A trama é dirigida por Francis Lawrence, que comandou a saga cinematográfica desde “Em Chamas”, evidenciando seu conhecimento deste universo e a capacidade de expandi-lo e aprofundá-lo. O cineasta bebe de referências e easter eggs para consolidar elementos que deram certo outrora e que, aqui, ficam claras as origens e motivações. A escolha mostra ser um acerto, considerando primeiramente a consistência dos subtemas presentes na trilogia de Suzanne Collins como a espetacularização, a soberba da capital e o senso de sobrevivência dos personagens centrais; com o entrelaçamento deste último item com um segundo destaque — a história de origem de um anti-herói.   

Devo dizer que, embora tendo me apaixonado por “Star Wars” a partir da trilogia prequel, Lawrence e Collins fazem com êxito aquilo que George Lucas quis realizar com o jovem Anakin Skywalker e não conseguiu. Os dois humanizam Snow ao mesmo tempo em que constroem diante da tela como ele se tornou o déspota que quis eliminar Katniss a qualquer custo. Desta forma, é possível compreender suas escolhas e notar o quanto a busca pela sobrevivência e as consequências de seus atos o moldaram. Neste ponto, se concentra o grande acerto de “A cantiga”: ela nos faz refletir sobre tudo aquilo que já foi apresentado sobre este universo.

**Tarefa proposta A:**
Reúna todas as linhas das entradas que contêm a palavra "wooden" e copie-as.

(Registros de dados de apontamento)
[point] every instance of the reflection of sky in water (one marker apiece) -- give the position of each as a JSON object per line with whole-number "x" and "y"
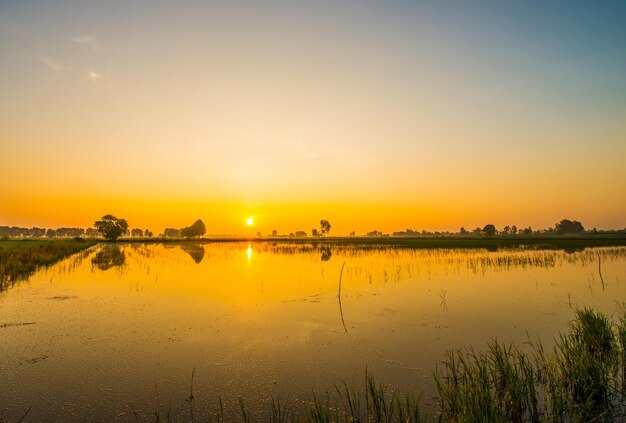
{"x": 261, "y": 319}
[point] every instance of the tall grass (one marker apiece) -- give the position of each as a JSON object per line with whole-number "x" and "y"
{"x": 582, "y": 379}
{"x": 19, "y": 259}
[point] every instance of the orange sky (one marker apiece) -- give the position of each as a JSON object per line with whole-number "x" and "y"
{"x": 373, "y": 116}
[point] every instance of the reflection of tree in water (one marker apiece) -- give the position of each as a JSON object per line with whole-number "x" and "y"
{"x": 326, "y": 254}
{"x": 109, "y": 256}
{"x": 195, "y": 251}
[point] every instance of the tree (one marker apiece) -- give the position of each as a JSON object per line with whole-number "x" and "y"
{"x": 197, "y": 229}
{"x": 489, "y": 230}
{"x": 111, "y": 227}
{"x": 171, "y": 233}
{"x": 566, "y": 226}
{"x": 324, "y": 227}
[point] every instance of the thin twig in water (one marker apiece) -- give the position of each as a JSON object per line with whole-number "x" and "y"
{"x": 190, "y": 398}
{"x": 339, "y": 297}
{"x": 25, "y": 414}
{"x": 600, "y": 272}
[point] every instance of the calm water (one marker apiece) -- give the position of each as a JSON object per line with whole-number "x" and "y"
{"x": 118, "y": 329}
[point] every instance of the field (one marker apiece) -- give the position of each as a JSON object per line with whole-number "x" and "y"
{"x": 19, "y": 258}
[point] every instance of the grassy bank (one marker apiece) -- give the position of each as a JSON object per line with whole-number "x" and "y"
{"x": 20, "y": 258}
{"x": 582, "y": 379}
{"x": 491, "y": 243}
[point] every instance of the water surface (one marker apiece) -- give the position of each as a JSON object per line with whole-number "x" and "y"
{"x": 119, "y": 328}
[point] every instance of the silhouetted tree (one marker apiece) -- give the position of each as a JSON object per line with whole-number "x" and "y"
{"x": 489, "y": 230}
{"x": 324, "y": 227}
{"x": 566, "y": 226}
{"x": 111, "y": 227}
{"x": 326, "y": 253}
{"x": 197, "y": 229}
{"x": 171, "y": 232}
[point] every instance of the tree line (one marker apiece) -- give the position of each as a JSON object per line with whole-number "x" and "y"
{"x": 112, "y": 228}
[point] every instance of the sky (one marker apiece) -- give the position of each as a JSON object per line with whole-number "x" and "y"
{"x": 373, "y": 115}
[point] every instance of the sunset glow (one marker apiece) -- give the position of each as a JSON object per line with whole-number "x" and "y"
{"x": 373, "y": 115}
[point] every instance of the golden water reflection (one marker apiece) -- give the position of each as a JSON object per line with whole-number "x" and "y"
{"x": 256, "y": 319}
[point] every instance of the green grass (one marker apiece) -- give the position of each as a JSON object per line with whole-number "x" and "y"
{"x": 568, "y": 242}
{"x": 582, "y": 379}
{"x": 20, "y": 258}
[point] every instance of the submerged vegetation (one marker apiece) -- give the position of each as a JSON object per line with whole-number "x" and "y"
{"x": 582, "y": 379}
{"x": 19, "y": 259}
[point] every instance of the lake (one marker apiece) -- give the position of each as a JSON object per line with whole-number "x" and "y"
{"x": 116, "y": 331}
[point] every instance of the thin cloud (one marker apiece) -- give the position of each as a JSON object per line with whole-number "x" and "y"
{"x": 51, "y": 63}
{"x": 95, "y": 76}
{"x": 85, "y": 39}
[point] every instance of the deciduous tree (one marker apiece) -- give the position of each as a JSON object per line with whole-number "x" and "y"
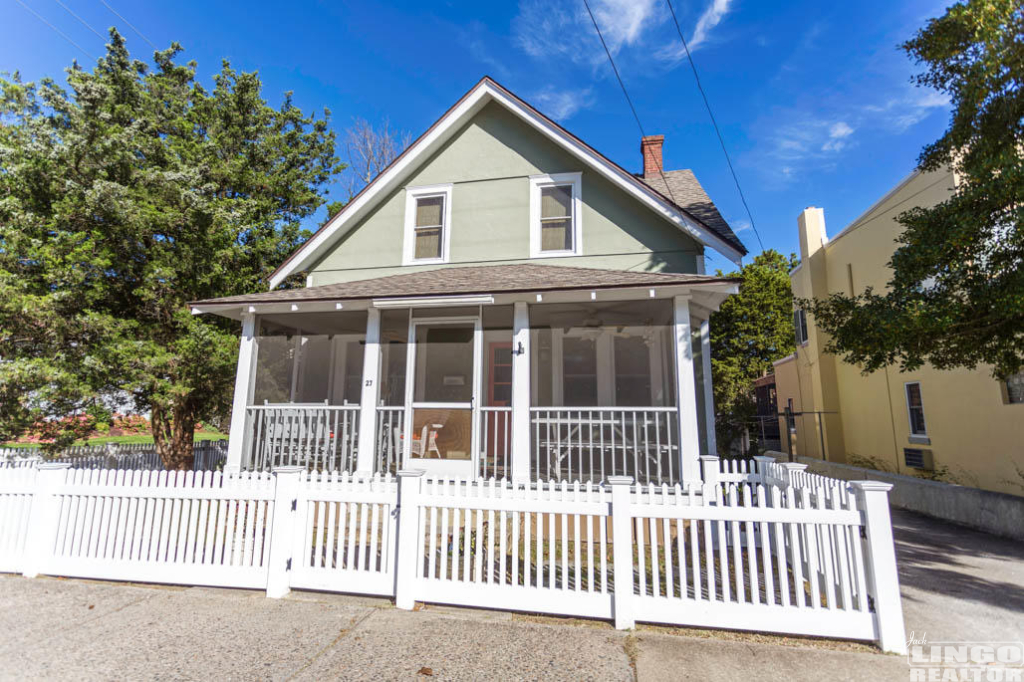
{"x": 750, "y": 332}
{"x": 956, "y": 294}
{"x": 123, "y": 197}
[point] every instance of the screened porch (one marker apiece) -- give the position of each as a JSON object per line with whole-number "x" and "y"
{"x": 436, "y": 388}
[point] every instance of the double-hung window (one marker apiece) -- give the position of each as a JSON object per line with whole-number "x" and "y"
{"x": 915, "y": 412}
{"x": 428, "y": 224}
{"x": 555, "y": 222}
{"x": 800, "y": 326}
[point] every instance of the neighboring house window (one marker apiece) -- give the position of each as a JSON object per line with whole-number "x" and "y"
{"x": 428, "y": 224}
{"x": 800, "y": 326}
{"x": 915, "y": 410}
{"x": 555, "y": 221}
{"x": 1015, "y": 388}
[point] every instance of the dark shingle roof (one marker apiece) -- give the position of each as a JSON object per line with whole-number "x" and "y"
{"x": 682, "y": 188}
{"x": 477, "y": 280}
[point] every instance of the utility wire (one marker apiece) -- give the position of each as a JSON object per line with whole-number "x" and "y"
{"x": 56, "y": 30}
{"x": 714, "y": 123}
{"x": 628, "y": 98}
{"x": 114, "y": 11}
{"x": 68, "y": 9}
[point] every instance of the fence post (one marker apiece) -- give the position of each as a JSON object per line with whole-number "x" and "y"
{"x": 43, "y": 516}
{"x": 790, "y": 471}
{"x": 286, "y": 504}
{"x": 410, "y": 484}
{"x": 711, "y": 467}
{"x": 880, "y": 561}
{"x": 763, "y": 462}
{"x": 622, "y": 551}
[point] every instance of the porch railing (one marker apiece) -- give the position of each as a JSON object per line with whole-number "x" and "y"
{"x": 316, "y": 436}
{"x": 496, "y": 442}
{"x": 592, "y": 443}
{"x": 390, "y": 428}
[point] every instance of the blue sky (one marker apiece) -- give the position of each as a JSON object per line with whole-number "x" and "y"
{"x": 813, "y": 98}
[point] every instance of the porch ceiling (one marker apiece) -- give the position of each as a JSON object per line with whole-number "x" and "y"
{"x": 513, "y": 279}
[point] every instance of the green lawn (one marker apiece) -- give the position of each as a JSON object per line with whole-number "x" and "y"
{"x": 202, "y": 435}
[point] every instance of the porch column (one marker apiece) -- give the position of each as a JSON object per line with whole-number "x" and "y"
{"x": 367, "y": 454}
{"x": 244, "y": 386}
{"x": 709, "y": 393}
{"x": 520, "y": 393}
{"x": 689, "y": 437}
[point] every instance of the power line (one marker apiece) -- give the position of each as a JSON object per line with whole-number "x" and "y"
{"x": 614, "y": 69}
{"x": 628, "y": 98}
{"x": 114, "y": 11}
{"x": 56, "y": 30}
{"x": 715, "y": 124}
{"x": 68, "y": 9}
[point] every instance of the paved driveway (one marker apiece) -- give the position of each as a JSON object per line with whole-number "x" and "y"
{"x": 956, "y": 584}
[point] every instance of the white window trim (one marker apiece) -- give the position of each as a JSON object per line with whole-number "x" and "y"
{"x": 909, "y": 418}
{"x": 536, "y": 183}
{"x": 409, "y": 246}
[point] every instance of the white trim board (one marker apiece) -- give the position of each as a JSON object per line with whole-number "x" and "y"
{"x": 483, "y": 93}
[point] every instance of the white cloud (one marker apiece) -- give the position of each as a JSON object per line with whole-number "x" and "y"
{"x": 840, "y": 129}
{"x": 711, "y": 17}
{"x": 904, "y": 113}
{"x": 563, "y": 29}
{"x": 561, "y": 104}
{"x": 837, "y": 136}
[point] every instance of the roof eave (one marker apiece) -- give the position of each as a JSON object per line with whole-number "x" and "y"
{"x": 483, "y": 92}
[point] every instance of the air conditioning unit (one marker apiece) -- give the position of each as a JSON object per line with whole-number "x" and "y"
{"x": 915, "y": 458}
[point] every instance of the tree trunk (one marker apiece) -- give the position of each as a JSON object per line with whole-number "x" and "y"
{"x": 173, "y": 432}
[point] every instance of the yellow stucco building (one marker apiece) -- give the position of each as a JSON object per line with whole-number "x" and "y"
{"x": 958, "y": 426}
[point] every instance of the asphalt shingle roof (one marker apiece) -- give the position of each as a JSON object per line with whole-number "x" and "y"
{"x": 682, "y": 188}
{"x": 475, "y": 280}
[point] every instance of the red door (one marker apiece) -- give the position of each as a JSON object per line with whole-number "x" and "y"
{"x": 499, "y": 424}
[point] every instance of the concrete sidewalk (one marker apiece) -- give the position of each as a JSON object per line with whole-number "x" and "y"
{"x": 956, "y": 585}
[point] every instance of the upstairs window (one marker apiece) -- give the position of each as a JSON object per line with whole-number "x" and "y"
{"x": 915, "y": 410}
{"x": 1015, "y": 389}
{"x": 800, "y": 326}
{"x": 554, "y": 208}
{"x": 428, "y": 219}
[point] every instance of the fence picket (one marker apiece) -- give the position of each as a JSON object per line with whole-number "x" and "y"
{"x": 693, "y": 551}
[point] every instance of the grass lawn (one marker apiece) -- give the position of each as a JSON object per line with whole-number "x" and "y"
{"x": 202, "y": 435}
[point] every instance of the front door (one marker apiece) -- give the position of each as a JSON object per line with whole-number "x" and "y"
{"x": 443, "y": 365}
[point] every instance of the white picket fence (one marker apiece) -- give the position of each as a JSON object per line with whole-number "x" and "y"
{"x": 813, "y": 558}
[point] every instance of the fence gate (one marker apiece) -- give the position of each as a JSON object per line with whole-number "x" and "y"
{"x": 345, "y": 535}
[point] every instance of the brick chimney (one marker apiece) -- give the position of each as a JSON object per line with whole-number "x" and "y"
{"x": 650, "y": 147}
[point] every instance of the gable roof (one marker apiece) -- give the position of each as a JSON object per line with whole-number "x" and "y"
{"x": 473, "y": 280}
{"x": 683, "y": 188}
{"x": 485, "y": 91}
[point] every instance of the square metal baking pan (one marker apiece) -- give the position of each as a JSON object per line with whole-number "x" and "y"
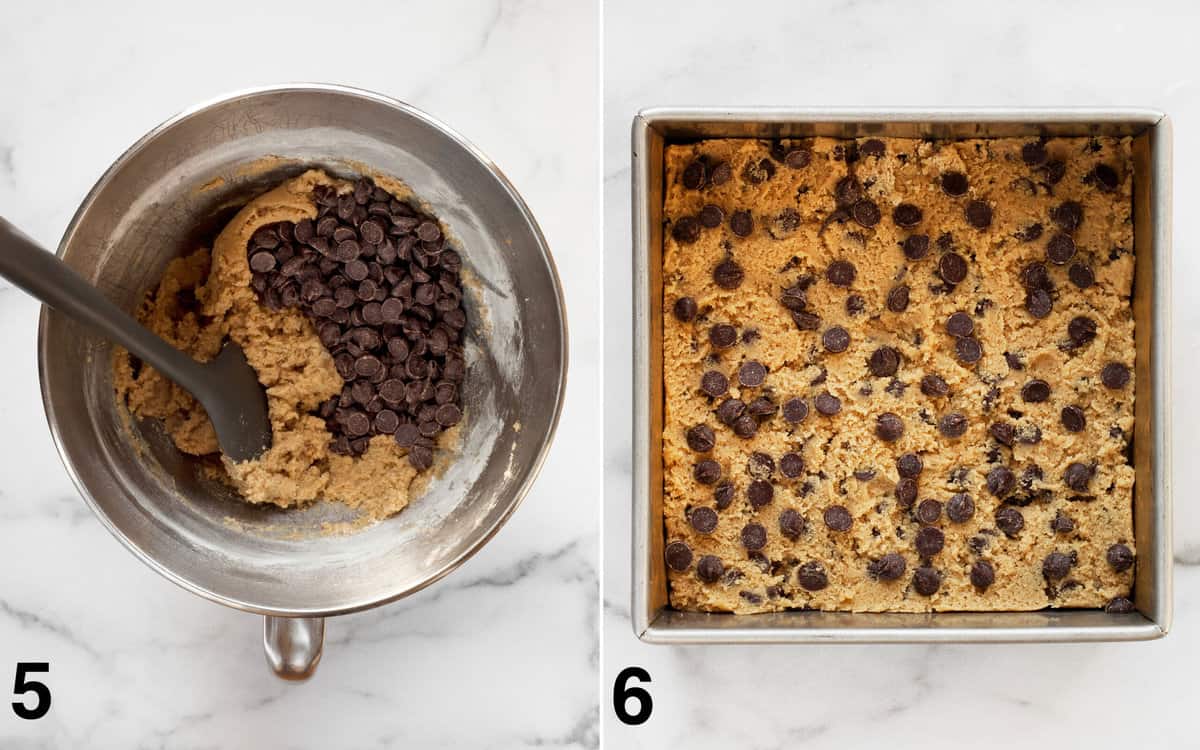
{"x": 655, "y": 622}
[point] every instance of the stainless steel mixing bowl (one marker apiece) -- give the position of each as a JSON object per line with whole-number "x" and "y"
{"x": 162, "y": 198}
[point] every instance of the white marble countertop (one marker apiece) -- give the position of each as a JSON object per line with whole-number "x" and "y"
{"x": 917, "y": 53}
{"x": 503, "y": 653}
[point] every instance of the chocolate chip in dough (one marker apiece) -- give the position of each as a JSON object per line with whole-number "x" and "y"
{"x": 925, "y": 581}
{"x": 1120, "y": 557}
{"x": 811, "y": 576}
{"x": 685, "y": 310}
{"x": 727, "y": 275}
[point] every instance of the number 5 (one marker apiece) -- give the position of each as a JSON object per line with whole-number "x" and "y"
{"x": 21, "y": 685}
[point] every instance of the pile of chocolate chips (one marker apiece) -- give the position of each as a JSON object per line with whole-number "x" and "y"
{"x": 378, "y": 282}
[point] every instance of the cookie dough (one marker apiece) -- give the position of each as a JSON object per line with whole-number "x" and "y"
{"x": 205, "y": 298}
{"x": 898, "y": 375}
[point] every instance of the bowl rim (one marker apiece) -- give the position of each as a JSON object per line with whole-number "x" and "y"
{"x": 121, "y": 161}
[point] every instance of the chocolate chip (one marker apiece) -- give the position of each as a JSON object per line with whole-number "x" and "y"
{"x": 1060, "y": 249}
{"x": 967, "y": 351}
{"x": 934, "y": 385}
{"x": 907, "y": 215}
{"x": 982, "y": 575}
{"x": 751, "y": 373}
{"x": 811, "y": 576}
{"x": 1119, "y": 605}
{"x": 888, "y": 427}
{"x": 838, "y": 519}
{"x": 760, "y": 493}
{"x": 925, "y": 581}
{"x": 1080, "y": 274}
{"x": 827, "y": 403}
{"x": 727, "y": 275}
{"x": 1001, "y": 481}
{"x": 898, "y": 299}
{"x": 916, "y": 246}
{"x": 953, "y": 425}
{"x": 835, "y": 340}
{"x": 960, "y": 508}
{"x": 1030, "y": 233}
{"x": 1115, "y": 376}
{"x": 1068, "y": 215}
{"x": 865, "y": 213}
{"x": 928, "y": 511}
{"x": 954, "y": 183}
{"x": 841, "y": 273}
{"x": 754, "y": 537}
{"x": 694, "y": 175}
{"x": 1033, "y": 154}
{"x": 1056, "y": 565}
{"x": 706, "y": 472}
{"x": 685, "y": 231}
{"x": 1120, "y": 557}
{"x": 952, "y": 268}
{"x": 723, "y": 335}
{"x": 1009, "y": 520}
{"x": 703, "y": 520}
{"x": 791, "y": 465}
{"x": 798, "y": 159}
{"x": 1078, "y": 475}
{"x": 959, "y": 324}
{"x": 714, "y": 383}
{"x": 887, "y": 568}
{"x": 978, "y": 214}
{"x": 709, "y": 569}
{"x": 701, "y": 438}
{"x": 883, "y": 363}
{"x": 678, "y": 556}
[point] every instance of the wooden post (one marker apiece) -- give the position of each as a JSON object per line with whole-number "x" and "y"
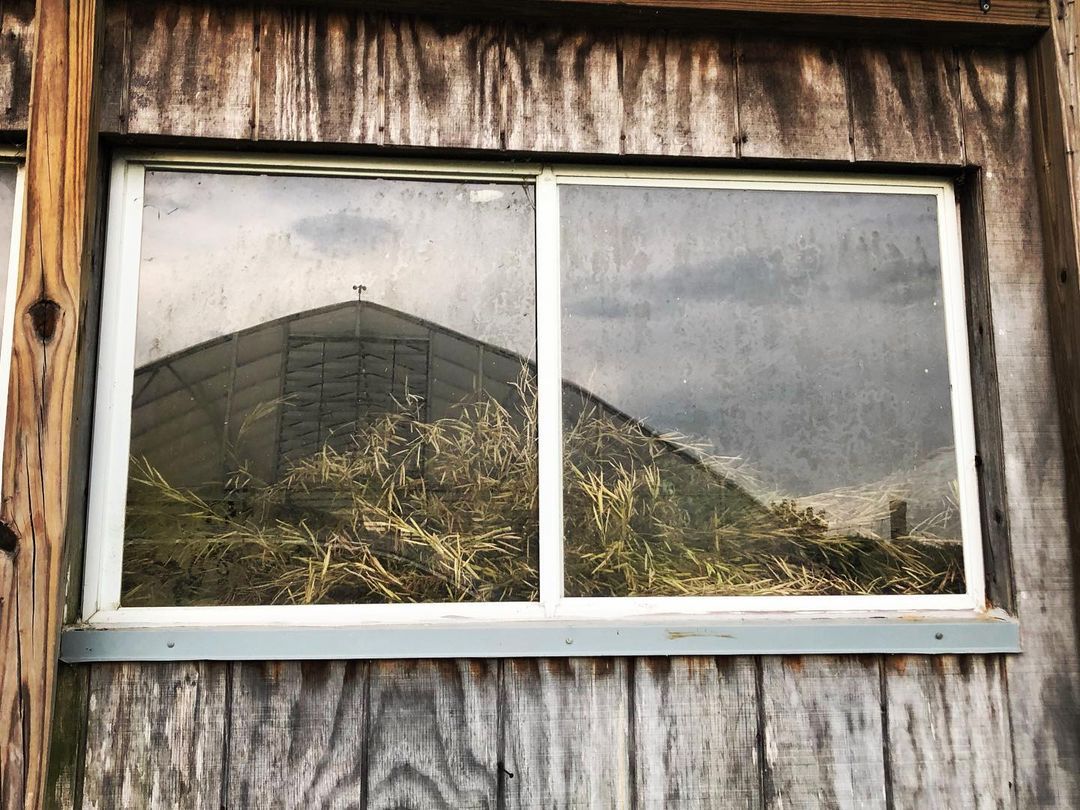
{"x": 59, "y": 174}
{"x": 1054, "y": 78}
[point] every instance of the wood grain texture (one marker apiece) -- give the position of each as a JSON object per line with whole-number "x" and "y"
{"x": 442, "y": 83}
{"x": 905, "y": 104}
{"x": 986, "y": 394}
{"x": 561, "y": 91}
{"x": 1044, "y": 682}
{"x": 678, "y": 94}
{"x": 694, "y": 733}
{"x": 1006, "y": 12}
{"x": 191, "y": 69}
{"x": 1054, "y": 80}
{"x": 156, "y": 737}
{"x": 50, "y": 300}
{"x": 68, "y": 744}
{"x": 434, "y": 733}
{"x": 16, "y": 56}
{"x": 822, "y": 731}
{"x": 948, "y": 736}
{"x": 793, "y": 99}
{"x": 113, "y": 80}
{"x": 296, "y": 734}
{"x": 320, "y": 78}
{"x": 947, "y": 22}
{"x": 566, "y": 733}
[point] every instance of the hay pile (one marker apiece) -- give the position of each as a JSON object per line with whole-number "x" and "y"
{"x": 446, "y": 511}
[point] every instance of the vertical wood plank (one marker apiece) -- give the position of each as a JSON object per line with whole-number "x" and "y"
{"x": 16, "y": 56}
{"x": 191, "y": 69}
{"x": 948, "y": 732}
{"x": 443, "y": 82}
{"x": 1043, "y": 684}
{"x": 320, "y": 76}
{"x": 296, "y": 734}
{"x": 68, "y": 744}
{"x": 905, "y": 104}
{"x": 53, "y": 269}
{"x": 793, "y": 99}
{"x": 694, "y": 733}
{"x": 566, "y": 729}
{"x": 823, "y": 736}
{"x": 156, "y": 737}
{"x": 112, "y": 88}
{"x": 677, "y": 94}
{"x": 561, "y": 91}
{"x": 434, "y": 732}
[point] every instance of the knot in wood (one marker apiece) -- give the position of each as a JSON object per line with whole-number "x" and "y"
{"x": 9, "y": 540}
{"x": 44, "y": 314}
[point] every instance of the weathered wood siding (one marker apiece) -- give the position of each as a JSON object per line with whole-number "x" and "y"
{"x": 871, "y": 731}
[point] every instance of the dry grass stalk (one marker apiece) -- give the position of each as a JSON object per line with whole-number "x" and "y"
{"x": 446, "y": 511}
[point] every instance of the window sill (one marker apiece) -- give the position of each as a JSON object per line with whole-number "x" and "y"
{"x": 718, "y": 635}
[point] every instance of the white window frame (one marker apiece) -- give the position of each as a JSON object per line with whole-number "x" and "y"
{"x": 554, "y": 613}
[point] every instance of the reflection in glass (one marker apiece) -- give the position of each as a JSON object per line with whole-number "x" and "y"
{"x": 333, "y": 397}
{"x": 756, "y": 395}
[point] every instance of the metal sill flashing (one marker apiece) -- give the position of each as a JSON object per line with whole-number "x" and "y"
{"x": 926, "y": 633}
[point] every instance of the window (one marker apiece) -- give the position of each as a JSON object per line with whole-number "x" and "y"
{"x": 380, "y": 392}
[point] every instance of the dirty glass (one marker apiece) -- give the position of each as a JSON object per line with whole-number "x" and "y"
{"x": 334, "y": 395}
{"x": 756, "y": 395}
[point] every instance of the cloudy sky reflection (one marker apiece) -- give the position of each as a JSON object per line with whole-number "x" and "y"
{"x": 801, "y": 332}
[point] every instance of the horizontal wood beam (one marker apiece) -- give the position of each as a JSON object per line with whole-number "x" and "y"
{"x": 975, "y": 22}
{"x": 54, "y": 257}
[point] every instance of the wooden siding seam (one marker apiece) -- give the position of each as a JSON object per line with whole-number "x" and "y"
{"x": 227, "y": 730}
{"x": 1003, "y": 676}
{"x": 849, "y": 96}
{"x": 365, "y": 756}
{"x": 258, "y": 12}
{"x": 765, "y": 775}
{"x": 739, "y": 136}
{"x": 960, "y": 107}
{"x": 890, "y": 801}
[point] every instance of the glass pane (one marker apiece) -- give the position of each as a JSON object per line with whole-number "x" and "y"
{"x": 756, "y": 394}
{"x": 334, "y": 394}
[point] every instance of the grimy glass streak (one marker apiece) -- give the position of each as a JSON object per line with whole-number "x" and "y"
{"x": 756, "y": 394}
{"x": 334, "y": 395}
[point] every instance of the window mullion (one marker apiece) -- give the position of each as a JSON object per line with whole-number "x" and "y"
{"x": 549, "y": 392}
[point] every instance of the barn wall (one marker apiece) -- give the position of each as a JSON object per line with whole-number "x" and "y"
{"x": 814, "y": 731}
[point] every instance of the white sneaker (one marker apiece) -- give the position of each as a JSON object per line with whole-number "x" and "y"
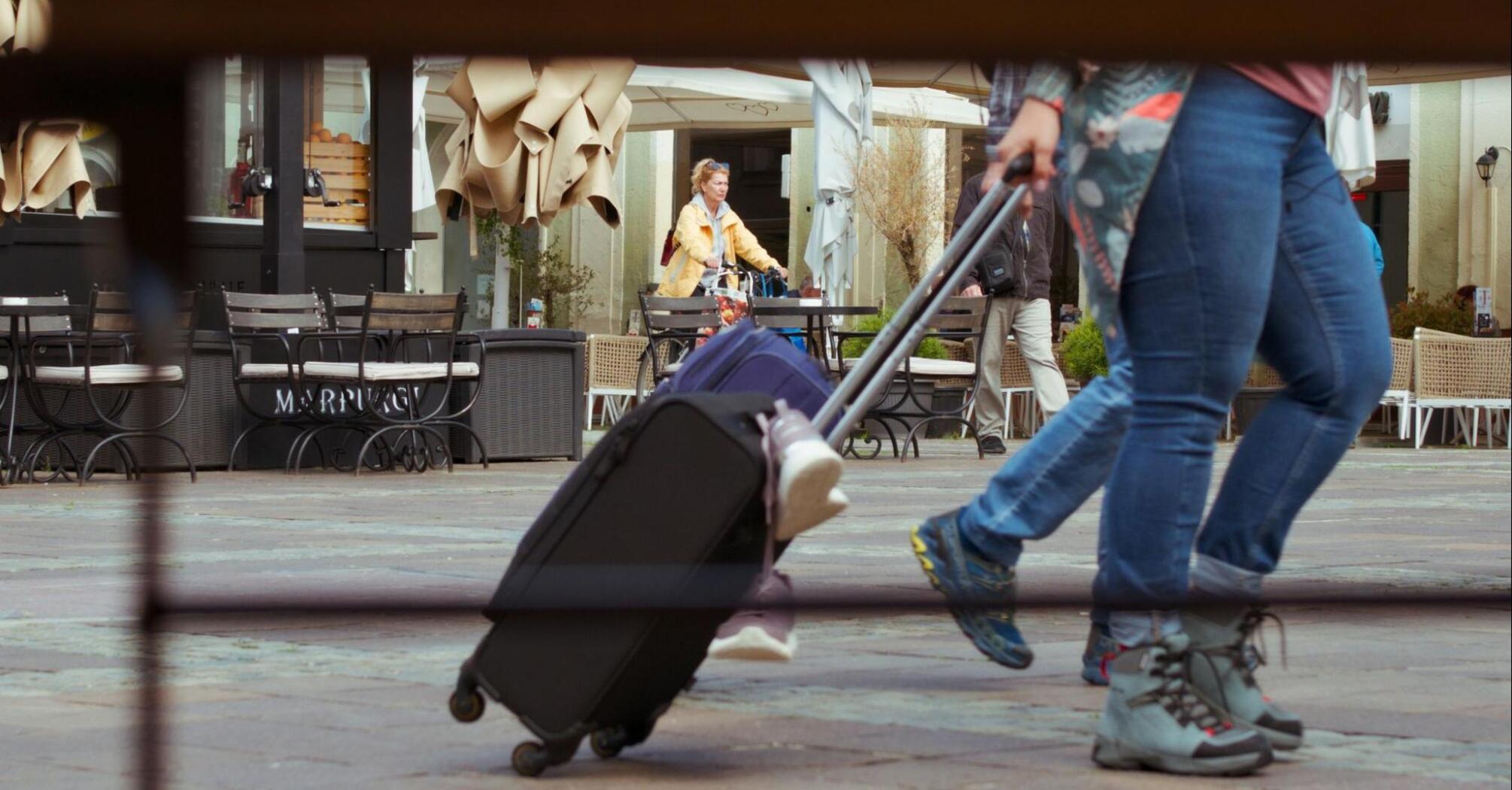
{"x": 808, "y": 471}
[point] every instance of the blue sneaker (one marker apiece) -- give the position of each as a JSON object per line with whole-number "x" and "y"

**Tarefa proposta B:**
Responda às perguntas a seguir com base na resenha acima:
(i) Quem dirige a trama?
(ii) A partir de qual trilogia veio a paixão por "Star Wars" mencionada na resenha?
(iii) Quem Snow quis eliminar a qualquer custo?

**Resposta completa A:**
[point] every instance of the wooden post (one marker apiece) -- give the position of each as a JSON object per line with whole-number "x" and "y"
[point] every instance of the wooden siding seam (one marker apiece) -- give the position of each as a JSON object per line with whole-number "x" and "y"

**Resposta completa B:**
(i) Francis Lawrence.
(ii) A trilogia prequel.
(iii) Katniss.